*** Opening of EXERCISE DATA ***
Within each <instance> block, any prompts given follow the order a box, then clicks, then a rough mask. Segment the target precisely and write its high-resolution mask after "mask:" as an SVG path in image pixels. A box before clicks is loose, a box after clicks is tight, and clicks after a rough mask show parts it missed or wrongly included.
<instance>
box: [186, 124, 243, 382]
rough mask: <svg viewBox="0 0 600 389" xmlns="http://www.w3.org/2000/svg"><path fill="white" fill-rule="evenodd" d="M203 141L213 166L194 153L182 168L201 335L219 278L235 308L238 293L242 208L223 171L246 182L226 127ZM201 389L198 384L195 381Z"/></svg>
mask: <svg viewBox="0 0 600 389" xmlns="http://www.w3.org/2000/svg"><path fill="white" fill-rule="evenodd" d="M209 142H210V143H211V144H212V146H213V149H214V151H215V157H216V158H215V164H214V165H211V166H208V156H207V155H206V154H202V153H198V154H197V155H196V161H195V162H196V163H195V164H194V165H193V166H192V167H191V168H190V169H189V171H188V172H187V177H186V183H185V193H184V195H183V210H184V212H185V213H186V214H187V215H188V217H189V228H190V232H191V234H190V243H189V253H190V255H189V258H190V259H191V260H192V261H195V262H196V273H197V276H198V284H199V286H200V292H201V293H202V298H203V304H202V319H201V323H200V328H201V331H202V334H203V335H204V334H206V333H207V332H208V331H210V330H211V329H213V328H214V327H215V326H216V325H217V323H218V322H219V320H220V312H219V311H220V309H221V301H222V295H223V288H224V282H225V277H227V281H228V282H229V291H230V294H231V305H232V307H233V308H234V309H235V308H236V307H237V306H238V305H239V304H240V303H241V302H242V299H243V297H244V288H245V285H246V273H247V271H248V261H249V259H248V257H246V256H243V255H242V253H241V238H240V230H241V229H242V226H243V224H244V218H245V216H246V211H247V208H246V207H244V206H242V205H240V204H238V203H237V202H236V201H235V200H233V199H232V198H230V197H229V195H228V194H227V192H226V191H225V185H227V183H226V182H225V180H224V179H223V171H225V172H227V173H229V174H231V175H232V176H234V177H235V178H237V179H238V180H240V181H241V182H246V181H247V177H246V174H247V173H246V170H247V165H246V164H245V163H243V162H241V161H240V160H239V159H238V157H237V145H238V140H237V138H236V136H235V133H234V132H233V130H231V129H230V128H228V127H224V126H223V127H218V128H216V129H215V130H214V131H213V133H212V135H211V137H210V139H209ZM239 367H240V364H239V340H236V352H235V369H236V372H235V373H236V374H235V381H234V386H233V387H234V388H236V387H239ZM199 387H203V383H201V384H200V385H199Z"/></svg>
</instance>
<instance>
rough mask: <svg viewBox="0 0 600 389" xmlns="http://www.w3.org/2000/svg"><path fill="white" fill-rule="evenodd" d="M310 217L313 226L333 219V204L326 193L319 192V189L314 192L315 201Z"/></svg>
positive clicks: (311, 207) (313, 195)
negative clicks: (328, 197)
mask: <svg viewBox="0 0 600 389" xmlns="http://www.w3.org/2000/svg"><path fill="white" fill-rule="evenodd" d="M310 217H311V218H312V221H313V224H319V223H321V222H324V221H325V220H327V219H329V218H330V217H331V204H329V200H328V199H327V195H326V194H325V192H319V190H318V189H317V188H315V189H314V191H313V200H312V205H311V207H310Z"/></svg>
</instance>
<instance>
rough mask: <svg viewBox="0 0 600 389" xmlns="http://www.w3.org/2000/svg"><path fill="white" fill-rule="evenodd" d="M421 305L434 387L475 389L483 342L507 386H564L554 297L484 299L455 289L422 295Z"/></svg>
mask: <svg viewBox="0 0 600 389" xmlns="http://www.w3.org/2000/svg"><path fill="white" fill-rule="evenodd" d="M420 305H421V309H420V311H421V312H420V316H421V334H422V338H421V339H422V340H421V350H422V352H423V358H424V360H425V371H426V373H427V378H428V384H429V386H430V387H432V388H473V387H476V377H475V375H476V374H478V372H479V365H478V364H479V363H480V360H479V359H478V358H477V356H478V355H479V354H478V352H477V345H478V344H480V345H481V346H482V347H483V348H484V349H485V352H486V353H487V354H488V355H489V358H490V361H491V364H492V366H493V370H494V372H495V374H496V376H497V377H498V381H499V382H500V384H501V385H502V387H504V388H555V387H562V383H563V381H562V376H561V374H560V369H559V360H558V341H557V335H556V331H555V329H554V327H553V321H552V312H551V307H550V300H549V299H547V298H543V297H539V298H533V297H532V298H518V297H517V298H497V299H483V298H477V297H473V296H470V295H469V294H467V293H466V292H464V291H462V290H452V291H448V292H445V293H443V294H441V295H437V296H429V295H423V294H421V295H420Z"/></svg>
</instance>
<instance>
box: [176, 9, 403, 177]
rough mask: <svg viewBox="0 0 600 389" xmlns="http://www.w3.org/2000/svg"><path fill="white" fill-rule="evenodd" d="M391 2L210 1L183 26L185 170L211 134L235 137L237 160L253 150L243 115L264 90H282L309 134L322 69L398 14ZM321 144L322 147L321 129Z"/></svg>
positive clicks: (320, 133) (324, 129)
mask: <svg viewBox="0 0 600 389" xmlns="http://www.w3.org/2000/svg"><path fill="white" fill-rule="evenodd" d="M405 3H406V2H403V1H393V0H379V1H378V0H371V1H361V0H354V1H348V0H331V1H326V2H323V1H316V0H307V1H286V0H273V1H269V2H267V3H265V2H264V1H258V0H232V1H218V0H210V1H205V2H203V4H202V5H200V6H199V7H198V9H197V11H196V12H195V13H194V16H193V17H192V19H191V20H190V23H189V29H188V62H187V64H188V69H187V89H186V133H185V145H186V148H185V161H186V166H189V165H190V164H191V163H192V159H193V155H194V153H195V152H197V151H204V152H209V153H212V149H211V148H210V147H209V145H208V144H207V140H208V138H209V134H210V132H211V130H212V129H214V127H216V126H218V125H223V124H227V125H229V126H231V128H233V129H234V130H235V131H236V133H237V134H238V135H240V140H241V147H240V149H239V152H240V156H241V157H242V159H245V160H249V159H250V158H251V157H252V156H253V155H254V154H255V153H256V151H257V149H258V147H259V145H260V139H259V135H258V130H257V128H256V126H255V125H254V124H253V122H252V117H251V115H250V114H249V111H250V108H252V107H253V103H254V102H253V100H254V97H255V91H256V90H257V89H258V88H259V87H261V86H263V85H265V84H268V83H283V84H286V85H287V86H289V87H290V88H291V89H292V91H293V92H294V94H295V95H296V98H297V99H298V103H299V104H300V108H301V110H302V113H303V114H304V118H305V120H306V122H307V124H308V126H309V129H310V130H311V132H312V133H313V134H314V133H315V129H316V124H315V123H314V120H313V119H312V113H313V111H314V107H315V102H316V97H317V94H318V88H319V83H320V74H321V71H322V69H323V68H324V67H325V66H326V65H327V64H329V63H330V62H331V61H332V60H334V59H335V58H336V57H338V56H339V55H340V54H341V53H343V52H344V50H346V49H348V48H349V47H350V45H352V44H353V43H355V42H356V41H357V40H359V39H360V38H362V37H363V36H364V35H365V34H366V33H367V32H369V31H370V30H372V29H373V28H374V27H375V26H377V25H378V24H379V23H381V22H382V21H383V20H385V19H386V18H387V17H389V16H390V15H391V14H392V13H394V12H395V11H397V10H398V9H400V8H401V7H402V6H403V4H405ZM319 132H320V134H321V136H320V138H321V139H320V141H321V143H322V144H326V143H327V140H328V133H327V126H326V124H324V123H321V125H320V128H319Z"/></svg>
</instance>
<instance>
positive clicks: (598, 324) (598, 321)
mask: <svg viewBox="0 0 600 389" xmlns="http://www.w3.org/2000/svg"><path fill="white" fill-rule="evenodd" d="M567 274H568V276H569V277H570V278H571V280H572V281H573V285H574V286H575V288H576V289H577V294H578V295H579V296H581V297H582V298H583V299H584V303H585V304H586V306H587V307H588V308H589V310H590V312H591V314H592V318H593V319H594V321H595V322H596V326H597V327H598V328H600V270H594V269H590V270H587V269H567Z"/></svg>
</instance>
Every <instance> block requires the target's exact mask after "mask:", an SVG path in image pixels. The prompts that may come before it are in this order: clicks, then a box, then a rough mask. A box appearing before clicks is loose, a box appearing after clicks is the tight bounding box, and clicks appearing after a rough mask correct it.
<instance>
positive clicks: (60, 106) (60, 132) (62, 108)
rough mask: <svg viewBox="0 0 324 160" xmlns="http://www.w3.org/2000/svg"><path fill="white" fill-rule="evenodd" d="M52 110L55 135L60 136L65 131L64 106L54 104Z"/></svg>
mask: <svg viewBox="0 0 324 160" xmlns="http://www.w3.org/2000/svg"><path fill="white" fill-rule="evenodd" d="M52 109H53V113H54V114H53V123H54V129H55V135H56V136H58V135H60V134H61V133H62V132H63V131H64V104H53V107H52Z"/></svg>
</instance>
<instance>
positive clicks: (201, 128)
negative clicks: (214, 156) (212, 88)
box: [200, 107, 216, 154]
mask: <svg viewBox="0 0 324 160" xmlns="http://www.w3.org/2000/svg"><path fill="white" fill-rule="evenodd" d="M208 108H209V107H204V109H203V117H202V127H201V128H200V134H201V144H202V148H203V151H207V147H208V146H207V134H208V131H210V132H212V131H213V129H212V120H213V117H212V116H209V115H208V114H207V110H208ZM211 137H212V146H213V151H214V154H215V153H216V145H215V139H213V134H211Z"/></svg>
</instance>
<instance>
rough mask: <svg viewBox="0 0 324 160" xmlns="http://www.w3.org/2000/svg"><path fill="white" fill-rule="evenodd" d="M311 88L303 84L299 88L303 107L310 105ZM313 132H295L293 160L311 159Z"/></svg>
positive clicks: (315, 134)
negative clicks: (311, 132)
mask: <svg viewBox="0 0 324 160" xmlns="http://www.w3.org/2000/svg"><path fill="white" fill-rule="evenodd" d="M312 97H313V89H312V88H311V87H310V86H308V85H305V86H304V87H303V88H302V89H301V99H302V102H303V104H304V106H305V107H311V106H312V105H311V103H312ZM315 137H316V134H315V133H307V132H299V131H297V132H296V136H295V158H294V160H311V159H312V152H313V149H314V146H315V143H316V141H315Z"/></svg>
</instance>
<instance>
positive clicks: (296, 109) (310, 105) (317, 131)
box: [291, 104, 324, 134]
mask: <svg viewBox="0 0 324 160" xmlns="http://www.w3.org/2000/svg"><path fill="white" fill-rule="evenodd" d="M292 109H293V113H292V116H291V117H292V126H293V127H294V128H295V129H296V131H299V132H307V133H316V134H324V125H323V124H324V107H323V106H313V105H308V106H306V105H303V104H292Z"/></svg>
*** Close of EXERCISE DATA ***
WORK REQUEST
Count the lines above that contain the string "pixels" and give only that number.

ANSWER BOX
2